__PROBLEM DESCRIPTION__: Pick out every line in the rows below that contains the string "statue". Case counts, so treat uppercase and lowercase letters as different.
== EXTRACTED RECORDS
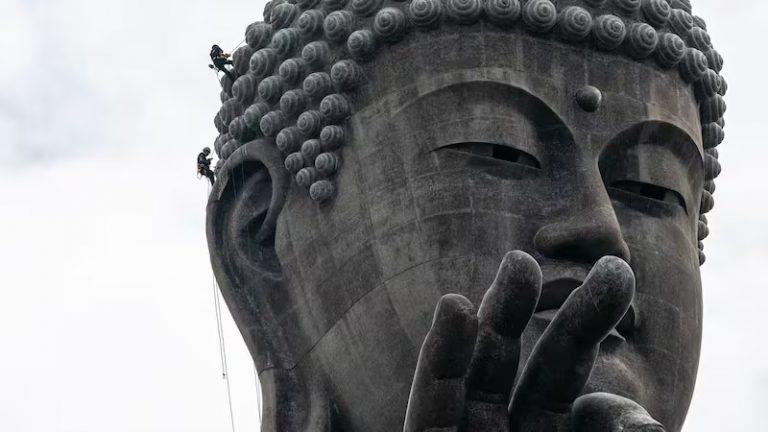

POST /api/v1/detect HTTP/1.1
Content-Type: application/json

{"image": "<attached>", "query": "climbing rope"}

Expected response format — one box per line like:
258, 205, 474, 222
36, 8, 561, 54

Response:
205, 183, 235, 432
198, 147, 262, 432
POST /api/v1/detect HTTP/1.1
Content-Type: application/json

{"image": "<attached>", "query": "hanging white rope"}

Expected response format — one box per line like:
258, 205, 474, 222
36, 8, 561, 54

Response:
253, 364, 261, 427
205, 183, 235, 432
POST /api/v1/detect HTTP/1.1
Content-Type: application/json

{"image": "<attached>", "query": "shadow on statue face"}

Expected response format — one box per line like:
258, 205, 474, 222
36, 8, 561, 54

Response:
209, 34, 703, 431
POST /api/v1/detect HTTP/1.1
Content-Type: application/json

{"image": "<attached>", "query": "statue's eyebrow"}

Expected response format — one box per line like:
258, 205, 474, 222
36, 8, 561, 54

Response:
393, 80, 572, 155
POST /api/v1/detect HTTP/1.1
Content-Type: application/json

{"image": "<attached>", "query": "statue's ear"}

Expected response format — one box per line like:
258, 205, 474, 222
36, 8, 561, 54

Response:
206, 138, 294, 372
206, 138, 333, 432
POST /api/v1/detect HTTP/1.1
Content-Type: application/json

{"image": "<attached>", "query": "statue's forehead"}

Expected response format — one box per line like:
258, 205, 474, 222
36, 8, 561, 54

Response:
360, 31, 703, 152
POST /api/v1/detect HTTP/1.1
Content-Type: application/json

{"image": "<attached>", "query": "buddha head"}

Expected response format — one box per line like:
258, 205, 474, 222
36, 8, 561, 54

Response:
207, 0, 726, 432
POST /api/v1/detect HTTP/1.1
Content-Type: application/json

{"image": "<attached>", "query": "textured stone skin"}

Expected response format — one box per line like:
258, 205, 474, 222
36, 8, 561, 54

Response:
207, 2, 720, 431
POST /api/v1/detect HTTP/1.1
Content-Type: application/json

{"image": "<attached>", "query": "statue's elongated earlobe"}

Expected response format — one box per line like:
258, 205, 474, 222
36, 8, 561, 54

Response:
207, 138, 331, 432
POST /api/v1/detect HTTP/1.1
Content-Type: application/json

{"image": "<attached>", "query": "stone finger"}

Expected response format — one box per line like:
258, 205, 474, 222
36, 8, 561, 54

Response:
403, 294, 477, 432
571, 393, 664, 432
467, 251, 542, 406
510, 257, 635, 430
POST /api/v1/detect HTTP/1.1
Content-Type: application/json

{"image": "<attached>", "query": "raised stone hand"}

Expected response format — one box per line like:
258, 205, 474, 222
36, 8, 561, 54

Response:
404, 252, 664, 432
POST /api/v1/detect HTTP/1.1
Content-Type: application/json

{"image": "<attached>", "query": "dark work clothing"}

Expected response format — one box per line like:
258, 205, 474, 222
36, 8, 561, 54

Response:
211, 47, 235, 82
197, 153, 214, 186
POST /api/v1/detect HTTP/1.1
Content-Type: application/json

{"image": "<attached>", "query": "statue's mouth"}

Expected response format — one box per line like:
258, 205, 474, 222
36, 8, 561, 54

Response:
534, 277, 635, 344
====
__ANSWER TO THE PROBLEM__:
{"image": "<attached>", "query": "shadow on statue face"}
{"image": "<attached>", "query": "statue's eyebrow"}
{"image": "<attached>", "query": "statue's ear"}
{"image": "<attached>", "query": "statue's forehead"}
{"image": "<attached>", "query": "statue's elongated earlobe"}
{"image": "<attached>", "query": "statue's mouth"}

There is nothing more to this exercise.